_EXERCISE BRIEF_
Repeat verbatim the lines of the data below, beginning with the line containing "of the balcony?" and continuing to the end.

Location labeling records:
== == ==

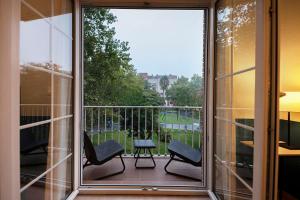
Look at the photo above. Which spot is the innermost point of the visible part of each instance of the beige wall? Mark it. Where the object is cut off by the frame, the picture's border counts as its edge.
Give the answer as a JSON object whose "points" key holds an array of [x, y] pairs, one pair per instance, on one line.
{"points": [[9, 99]]}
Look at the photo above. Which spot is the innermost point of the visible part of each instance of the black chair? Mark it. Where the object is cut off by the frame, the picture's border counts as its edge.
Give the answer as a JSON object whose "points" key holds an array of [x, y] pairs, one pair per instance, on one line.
{"points": [[31, 142], [98, 155], [185, 154]]}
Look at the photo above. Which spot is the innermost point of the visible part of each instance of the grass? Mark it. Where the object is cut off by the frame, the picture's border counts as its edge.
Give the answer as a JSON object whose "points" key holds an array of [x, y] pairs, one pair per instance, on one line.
{"points": [[125, 139], [171, 118]]}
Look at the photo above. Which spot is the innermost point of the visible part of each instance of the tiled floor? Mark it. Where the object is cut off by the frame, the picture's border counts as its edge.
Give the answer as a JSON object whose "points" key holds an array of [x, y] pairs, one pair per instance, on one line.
{"points": [[156, 176]]}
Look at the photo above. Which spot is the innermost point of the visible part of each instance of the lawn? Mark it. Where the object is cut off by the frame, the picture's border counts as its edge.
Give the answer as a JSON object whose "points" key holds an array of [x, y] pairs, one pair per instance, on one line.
{"points": [[161, 147], [173, 118]]}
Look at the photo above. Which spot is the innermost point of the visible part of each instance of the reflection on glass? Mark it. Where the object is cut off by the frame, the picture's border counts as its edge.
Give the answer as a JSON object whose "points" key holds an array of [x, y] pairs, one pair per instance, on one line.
{"points": [[243, 96], [34, 152], [227, 186], [35, 95], [224, 38], [62, 180], [243, 155], [62, 52], [62, 139], [62, 96], [223, 137], [243, 34], [63, 15], [235, 98], [45, 47], [34, 40], [40, 190], [41, 6], [223, 98]]}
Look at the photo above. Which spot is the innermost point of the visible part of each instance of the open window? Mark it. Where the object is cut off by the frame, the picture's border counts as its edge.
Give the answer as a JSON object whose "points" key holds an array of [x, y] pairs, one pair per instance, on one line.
{"points": [[144, 78]]}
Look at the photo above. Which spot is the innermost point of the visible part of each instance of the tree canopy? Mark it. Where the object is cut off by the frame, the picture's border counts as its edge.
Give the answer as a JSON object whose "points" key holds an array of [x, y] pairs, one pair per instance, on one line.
{"points": [[109, 78], [185, 92]]}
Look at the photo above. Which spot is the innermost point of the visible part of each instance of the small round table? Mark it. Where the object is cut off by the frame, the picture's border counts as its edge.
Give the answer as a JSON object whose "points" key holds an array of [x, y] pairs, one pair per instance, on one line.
{"points": [[146, 145]]}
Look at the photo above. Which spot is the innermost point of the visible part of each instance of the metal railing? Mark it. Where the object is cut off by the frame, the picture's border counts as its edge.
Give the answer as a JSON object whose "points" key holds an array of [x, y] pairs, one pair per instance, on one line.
{"points": [[162, 124]]}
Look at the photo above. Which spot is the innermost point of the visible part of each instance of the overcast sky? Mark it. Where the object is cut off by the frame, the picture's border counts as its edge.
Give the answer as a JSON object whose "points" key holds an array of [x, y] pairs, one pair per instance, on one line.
{"points": [[163, 41]]}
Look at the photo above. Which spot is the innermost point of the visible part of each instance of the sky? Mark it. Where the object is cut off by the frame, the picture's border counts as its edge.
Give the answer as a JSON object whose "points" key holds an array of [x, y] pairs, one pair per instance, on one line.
{"points": [[163, 41]]}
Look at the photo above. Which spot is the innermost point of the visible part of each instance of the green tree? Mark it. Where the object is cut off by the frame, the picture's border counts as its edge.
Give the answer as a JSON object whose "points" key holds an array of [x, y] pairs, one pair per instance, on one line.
{"points": [[164, 83], [185, 92], [109, 78]]}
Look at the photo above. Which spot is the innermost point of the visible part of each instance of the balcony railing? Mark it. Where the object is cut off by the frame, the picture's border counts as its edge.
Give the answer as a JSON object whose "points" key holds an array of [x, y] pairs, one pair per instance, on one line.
{"points": [[159, 123]]}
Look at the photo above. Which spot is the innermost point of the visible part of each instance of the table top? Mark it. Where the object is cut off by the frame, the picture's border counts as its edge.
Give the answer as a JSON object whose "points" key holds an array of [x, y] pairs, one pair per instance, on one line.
{"points": [[281, 150], [144, 144]]}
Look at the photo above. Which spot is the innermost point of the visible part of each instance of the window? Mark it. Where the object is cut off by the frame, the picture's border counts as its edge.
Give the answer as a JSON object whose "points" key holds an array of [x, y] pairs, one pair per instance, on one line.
{"points": [[144, 79], [234, 98], [46, 113]]}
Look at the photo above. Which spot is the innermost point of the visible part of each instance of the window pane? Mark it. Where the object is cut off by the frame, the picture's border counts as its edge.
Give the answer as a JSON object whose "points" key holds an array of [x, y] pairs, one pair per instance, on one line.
{"points": [[62, 96], [224, 38], [34, 40], [63, 15], [223, 98], [243, 32], [62, 52], [243, 98], [35, 96], [243, 153], [62, 139], [227, 186], [41, 6], [62, 180], [40, 190], [34, 152], [235, 99], [223, 139]]}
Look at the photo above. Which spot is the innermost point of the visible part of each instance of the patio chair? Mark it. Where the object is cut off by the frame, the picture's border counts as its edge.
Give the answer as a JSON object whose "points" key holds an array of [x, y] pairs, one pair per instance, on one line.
{"points": [[185, 154], [32, 143], [98, 155]]}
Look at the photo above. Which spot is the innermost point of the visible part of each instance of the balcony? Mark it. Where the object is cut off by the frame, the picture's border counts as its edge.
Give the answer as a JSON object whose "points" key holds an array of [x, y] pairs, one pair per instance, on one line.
{"points": [[161, 124]]}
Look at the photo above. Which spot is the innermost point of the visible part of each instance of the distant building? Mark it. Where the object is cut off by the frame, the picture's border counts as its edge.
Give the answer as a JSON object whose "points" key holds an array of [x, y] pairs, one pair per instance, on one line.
{"points": [[153, 81]]}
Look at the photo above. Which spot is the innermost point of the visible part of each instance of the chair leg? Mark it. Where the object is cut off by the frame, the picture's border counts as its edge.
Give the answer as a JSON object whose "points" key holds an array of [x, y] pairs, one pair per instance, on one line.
{"points": [[175, 174], [85, 164], [116, 173]]}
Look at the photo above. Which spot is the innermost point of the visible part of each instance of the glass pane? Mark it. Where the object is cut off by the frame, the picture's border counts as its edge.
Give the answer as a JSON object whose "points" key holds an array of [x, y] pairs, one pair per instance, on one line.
{"points": [[62, 96], [62, 139], [41, 6], [34, 153], [62, 180], [62, 52], [35, 96], [242, 153], [34, 40], [235, 99], [243, 32], [243, 98], [224, 38], [227, 186], [63, 15], [223, 98], [40, 190], [223, 140]]}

== == ==

_RESULT_
Look at the photo above. Which spot is the innermost point of the visible part of each instance of the balcony? Mark it. Where the object is cut off by the frame, the picture's border counts as its edge.
Give the answer as a JSON object whose "points" key holds an array of [x, y] pairs, one pair per instance, on one line.
{"points": [[161, 124]]}
Look at the photo above. Which spot is the innermost point of the visible part of each instance of the distant building? Mark it. Where the object is cut off by the frame, the picture's border counts as its edge.
Give the answer as a JSON object whose "points" key holds an array of [x, y] pairs, one pair per instance, on one line.
{"points": [[153, 81]]}
Look at the photo above. Which spot is the innermost point of the visible part of each instance of the chair leg? Mark it. Where the object is cut off by the frame, the picture's border counts as its edge.
Give the answer as a JSON object whose "points" key holds an array of [x, y] pairs, one pair per instance, on one line.
{"points": [[175, 174], [85, 164], [116, 173]]}
Look at the photo above. Which spot is the innermost point of the visible part of each instance of the glass pane? Mark it. Where the object is cut off by the frame, the picture's border counts as its edge.
Give the answer as a JSON object whose "points" key holds an array of [x, y] pairs, one pair per instance, on one line.
{"points": [[62, 96], [62, 139], [41, 6], [34, 153], [62, 180], [62, 52], [35, 96], [242, 153], [34, 40], [235, 99], [243, 32], [243, 98], [224, 38], [227, 186], [63, 15], [223, 98], [40, 190], [223, 140]]}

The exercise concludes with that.